Tareas por realizar
[A] Conteste según el fragmento de lectura:
(i) ¿Cuánto tiempo permaneció el paciente en la sala común?
(ii) ¿En qué fecha llegó a su casa?
(iii) ¿A los cuántos días caminó solo por primera vez?
[B] Indique si cada afirmación concuerda con el fragmento de lectura y cite las palabras que lo demuestran:
(i) El paciente bajó de la ambulancia caminando.
(ii) En los primeros días recibió más de 150 llamadas telefónicas.
(iii) Al principio se desplazaba por el apartamento sin ninguna ayuda.

Fragmento de lectura
* * *

En la sala común estuvo una semana y llegó a su casa el 25 de mayo. Bajó de la ambulancia en silla de ruedas junto a su mujer y lo esperaba el resto de la familia. Hubo festejo con su círculo más íntimo, incluyendo a sus dos sobrinos, que son casi como hijos para él. Solo todos ellos saben por lo que pasaron.

Al principio él se movía con un andador en el apartamento. “No podía caminar ni ir al baño y ahora ya hago todo”, dice. Recibió más de 150 llamadas telefónicas en esos primeros días, cuenta. La primera vez que caminó solo fue a los 20 o 25 días. Pero se bamboleaba, todavía muy débil y cansado.

-El lunes le darán el alta. ¿Hay alguna explicación de por qué evolucionó tan bien?

* * *

Datos proporcionados
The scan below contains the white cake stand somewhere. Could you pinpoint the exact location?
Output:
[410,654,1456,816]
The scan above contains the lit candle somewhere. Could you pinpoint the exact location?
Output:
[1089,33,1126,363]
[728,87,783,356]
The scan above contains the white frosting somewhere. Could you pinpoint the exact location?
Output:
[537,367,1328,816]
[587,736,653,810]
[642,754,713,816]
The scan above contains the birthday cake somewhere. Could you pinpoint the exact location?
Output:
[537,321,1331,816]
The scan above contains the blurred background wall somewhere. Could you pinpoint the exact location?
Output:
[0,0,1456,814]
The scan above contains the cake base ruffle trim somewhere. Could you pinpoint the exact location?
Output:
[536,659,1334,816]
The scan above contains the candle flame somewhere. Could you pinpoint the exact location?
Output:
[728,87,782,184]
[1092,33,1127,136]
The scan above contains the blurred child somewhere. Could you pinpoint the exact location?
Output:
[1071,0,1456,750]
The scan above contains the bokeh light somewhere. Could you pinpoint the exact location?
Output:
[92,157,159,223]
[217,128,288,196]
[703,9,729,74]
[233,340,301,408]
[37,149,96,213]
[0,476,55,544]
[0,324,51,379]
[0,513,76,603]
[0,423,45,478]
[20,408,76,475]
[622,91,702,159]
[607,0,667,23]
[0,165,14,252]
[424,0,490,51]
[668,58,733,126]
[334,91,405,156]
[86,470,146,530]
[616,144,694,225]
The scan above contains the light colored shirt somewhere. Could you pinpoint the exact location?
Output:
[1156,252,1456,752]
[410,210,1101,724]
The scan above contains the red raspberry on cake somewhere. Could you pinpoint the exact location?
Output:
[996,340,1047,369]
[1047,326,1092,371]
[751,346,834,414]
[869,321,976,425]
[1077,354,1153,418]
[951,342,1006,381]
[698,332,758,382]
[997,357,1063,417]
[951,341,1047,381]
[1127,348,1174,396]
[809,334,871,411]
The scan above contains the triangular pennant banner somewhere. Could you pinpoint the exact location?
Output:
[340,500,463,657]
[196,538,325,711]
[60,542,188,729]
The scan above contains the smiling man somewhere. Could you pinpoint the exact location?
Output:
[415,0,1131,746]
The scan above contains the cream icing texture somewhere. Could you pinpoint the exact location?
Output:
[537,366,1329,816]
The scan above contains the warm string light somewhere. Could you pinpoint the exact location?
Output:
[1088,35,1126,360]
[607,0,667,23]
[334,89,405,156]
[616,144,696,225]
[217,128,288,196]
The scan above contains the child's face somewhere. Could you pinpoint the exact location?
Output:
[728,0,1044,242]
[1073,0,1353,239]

* * *

Respuestas por tarea
[A]
(i) Una semana.
(ii) El 25 de mayo.
(iii) A los 20 o 25 días.

[B]
(i) No: "Bajó de la ambulancia en silla de ruedas junto a su mujer".
(ii) Sí: "Recibió más de 150 llamadas telefónicas en esos primeros días".
(iii) No: "Al principio él se movía con un andador en el apartamento".